>>
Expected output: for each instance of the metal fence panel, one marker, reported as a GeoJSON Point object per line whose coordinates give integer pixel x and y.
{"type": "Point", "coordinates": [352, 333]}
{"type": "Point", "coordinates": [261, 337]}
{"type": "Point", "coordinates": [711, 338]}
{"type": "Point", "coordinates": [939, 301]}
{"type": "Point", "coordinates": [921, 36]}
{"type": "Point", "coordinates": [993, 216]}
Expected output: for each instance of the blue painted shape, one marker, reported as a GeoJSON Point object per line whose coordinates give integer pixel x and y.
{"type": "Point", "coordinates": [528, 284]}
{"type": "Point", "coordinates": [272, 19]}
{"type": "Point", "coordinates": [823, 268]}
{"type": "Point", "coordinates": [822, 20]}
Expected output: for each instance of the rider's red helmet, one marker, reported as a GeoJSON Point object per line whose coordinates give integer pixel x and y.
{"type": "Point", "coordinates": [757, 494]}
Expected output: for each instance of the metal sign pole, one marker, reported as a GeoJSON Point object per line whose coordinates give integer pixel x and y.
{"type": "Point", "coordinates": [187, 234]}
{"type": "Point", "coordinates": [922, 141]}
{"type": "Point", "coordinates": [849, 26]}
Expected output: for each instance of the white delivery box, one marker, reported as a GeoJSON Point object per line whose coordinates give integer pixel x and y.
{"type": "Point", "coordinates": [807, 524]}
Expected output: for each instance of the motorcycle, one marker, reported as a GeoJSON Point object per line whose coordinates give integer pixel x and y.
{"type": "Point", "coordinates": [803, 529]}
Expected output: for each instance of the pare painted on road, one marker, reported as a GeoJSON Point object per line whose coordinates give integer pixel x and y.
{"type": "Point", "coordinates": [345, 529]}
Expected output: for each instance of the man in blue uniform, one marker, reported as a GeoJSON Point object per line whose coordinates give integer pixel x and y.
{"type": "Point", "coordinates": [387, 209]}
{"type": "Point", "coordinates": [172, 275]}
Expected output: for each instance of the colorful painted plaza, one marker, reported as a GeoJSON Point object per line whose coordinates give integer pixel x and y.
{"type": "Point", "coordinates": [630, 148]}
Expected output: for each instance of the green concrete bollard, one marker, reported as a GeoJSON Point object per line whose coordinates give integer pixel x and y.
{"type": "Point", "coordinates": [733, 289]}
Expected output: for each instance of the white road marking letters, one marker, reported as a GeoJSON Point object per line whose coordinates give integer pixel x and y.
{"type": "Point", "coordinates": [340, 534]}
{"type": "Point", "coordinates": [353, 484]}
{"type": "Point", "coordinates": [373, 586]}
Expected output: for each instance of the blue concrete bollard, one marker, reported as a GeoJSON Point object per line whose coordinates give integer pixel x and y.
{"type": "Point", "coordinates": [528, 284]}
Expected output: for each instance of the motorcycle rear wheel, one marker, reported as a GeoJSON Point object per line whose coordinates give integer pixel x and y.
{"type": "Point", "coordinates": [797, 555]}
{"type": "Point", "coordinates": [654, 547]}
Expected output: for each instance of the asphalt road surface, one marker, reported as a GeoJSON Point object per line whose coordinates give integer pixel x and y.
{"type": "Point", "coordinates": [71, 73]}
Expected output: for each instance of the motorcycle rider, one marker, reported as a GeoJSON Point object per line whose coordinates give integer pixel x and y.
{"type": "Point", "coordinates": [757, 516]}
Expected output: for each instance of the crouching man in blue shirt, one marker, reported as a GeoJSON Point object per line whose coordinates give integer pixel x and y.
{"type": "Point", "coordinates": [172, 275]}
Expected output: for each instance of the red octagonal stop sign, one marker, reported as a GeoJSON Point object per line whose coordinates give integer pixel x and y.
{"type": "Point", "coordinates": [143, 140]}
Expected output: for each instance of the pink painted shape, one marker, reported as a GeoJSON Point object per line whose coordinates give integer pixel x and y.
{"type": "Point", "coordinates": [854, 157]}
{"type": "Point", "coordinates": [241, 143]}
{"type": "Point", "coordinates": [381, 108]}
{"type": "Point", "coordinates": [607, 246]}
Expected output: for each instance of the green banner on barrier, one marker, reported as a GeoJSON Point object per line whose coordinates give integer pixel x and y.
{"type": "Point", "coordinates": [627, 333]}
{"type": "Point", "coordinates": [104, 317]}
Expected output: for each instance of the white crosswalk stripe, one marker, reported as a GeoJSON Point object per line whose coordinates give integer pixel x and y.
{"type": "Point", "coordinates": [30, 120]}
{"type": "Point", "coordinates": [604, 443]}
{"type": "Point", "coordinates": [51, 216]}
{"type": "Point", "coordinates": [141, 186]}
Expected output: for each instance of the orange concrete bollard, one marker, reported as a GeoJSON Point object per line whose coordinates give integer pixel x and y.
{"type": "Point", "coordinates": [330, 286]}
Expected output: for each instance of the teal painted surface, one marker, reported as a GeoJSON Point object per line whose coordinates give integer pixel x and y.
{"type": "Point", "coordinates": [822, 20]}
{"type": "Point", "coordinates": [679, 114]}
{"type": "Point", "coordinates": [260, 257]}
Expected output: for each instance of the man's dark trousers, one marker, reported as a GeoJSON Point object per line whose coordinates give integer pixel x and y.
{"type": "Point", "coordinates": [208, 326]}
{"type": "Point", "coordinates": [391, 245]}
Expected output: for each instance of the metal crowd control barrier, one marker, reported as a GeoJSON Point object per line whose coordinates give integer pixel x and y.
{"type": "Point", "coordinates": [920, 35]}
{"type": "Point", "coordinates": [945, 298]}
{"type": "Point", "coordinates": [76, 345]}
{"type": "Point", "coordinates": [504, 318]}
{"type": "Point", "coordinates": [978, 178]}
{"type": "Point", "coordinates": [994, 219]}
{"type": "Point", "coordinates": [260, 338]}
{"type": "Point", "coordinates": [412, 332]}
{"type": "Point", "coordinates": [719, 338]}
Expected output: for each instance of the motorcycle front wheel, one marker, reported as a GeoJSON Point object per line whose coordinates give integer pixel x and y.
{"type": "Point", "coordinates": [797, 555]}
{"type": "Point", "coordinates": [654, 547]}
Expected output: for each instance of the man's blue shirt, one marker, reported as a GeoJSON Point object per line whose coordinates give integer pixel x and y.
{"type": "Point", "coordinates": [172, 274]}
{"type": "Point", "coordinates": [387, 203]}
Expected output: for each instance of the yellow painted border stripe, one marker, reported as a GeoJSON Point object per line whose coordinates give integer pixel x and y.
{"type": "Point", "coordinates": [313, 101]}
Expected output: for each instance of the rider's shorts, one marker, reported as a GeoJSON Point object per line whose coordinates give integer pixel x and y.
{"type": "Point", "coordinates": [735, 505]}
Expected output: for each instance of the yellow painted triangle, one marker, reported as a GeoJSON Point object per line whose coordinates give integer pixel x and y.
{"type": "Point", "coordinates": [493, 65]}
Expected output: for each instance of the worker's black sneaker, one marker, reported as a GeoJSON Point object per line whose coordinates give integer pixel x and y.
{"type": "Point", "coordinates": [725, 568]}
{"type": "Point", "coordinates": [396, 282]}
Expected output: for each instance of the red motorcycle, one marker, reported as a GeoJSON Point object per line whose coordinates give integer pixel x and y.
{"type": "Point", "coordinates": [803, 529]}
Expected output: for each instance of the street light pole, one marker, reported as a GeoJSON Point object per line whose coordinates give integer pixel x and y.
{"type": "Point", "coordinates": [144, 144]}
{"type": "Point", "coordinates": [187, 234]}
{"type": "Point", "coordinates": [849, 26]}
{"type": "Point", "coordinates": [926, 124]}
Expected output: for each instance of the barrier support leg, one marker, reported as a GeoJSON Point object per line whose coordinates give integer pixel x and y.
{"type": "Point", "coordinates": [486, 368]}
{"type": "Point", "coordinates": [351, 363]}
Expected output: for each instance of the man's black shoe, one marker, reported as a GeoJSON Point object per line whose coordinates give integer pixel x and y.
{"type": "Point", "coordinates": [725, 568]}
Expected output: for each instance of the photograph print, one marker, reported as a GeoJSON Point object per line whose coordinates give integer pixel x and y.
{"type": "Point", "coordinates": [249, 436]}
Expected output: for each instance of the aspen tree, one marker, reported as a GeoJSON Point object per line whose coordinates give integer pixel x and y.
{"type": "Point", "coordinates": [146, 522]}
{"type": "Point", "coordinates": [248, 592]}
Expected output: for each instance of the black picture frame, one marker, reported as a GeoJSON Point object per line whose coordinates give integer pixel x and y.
<<
## Written request
Starting at the line that contains "Expected output: for each instance of the photograph", retype each line through the end of the listing above and nothing else.

## Exercise solution
Expected output: for each instance of the photograph print, one marker, reported as a GeoJSON Point object per line whose coordinates give integer pixel x and y.
{"type": "Point", "coordinates": [249, 436]}
Expected output: for each instance of the aspen tree, one marker, reported as a GeoJSON Point object per line whose coordinates give integer pixel x and y.
{"type": "Point", "coordinates": [146, 522]}
{"type": "Point", "coordinates": [248, 592]}
Expected output: for each instance of the black picture frame, one marker, reported as a GeoJSON Point object per line whose coordinates give integer pixel x and y.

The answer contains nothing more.